■ **What you need to do**
Once you have read the entries below, give them all again without any difference.

■ **Input records**

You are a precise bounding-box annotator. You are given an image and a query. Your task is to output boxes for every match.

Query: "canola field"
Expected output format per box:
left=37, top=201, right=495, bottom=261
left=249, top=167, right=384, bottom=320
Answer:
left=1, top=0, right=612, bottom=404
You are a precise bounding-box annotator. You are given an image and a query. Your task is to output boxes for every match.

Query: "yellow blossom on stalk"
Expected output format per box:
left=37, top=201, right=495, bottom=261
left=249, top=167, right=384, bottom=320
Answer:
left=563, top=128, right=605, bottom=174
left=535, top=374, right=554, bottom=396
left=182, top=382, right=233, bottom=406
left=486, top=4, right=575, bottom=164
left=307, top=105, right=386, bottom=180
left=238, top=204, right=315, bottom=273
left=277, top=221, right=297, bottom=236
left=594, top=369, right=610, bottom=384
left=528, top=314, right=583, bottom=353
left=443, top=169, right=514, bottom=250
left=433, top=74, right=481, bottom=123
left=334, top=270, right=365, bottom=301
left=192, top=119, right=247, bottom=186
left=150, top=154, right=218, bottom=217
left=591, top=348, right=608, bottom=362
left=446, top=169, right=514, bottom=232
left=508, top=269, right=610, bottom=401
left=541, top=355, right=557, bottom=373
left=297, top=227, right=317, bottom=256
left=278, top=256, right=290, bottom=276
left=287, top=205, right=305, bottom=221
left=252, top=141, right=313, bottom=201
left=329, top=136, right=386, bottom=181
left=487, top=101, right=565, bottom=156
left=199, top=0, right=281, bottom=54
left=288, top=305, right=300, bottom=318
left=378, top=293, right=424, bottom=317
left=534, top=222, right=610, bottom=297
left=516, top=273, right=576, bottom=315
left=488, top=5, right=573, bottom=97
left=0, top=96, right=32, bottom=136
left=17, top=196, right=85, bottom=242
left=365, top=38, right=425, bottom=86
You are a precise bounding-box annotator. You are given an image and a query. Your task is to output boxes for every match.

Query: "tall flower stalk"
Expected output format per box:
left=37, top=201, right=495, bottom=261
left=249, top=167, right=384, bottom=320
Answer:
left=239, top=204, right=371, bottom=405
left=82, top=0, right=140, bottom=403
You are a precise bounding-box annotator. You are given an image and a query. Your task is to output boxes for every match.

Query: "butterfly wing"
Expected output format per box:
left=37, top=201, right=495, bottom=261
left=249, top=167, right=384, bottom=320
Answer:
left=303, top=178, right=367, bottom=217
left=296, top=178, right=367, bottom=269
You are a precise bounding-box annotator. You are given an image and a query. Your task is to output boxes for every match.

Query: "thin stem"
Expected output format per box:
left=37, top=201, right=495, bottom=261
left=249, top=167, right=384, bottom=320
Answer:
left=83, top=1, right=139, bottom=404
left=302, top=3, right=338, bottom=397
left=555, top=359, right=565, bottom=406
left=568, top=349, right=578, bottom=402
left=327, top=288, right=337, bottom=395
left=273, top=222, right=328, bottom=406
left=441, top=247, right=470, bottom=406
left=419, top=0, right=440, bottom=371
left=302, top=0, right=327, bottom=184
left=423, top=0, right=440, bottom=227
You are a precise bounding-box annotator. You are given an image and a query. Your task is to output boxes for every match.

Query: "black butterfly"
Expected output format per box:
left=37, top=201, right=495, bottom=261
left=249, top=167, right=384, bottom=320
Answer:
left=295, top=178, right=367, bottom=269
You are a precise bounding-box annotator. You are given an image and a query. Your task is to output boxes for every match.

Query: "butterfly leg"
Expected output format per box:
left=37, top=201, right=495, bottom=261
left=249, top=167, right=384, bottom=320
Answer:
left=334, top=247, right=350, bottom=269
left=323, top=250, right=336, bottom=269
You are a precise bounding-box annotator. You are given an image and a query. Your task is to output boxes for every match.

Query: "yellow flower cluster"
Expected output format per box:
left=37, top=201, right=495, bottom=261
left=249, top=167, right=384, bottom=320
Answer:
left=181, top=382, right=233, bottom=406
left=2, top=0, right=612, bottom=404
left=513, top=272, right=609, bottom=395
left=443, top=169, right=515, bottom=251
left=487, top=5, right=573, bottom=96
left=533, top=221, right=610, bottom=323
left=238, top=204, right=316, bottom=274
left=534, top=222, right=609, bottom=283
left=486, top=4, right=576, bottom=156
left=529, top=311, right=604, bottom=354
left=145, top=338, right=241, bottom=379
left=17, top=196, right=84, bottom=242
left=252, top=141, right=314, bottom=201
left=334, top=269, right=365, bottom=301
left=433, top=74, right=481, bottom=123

■ **Answer to this exercise**
You are a precise bounding-box annotator. You are given an image and a query. Your task is to output boxes for every match.

Query: "canola field"
Expected output format per box:
left=37, top=201, right=495, bottom=261
left=249, top=167, right=384, bottom=320
Answer:
left=1, top=0, right=612, bottom=404
You are a precise bounding-box annotator. You are given an image and a query. Your task is to output boxes for every match.

Query: "yellow blossom on stalk"
Expected output format per box:
left=37, top=201, right=495, bottom=261
left=249, top=167, right=384, bottom=320
Answer:
left=563, top=128, right=605, bottom=174
left=535, top=374, right=554, bottom=396
left=182, top=382, right=233, bottom=406
left=486, top=4, right=575, bottom=164
left=307, top=105, right=386, bottom=180
left=238, top=204, right=315, bottom=273
left=277, top=221, right=297, bottom=236
left=594, top=369, right=610, bottom=384
left=528, top=314, right=583, bottom=353
left=443, top=169, right=514, bottom=250
left=433, top=74, right=481, bottom=123
left=334, top=270, right=365, bottom=301
left=192, top=119, right=247, bottom=186
left=150, top=154, right=218, bottom=217
left=591, top=348, right=608, bottom=362
left=446, top=169, right=514, bottom=232
left=508, top=269, right=610, bottom=401
left=541, top=355, right=557, bottom=373
left=297, top=227, right=317, bottom=256
left=278, top=256, right=290, bottom=276
left=287, top=205, right=305, bottom=221
left=252, top=141, right=313, bottom=201
left=329, top=136, right=386, bottom=181
left=487, top=101, right=565, bottom=156
left=199, top=0, right=281, bottom=54
left=288, top=305, right=300, bottom=318
left=378, top=293, right=424, bottom=317
left=534, top=222, right=610, bottom=297
left=516, top=273, right=576, bottom=315
left=488, top=5, right=573, bottom=97
left=0, top=96, right=32, bottom=136
left=17, top=196, right=85, bottom=242
left=365, top=38, right=425, bottom=86
You are a precise bounding-box annotator. You are given an image and a query. Your task is to output boxes for every match.

Query: "tall flower stalk"
Expected output format per box:
left=37, top=201, right=495, bottom=261
left=249, top=167, right=384, bottom=320
Answer:
left=239, top=204, right=371, bottom=405
left=82, top=0, right=140, bottom=403
You are a precise bounding-box annotator. You are given an image and a query. Your task is to output boxes for every match.

Query: "butterfly wing"
Expected output format per box:
left=37, top=201, right=495, bottom=261
left=249, top=167, right=384, bottom=320
Answer:
left=303, top=178, right=367, bottom=217
left=296, top=178, right=367, bottom=269
You are a precise bounding-box annotator. You are given an image and a query. Your task is to output boxes for every match.

Query: "thin stem"
Expected output format per box:
left=37, top=201, right=495, bottom=261
left=249, top=167, right=384, bottom=320
Answer:
left=83, top=1, right=139, bottom=404
left=302, top=3, right=338, bottom=397
left=555, top=359, right=565, bottom=406
left=568, top=349, right=578, bottom=402
left=327, top=288, right=337, bottom=395
left=273, top=222, right=328, bottom=406
left=441, top=247, right=470, bottom=406
left=419, top=0, right=440, bottom=371
left=302, top=0, right=327, bottom=184
left=423, top=0, right=440, bottom=227
You are a precise bounding-box annotator. You are given an image and a query. Your task is to output boxes for every match.

Query: "black butterfly"
Expected output format per box:
left=37, top=201, right=495, bottom=261
left=249, top=167, right=384, bottom=320
Answer:
left=295, top=178, right=367, bottom=269
You are a precise bounding-box annotator. You are given an image and a query. Your task is to output boxes for every match.

Query: "butterfly leg"
Expected output format per box:
left=37, top=201, right=495, bottom=261
left=249, top=167, right=384, bottom=320
Answer:
left=334, top=247, right=350, bottom=269
left=323, top=250, right=336, bottom=269
You are a precise bounding-box annotator. You are given an image and a query. Your task is to output boxes for every match.

Query: "yellow flower cluster"
Expected output format per box:
left=37, top=201, right=495, bottom=261
left=249, top=167, right=384, bottom=320
Answer:
left=181, top=382, right=233, bottom=406
left=2, top=0, right=612, bottom=404
left=513, top=272, right=609, bottom=395
left=443, top=169, right=515, bottom=251
left=487, top=5, right=573, bottom=96
left=533, top=221, right=610, bottom=323
left=238, top=204, right=316, bottom=274
left=534, top=222, right=609, bottom=283
left=486, top=4, right=576, bottom=156
left=529, top=311, right=604, bottom=354
left=145, top=338, right=241, bottom=379
left=17, top=196, right=84, bottom=242
left=252, top=141, right=314, bottom=201
left=334, top=269, right=365, bottom=301
left=433, top=74, right=481, bottom=123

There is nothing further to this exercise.